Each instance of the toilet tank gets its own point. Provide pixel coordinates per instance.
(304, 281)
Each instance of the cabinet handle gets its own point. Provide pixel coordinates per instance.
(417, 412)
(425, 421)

SET TASK:
Could you swap "instance" for "occurrence" everywhere in the material and write it out again with nothing else changed?

OUTPUT BELOW:
Each occurrence of the toilet tank gets its own point. Provide pixel coordinates per occurrence.
(304, 281)
Each occurrence of the cabinet handle gets its own point. Provide pixel coordinates per occurrence.
(417, 412)
(425, 421)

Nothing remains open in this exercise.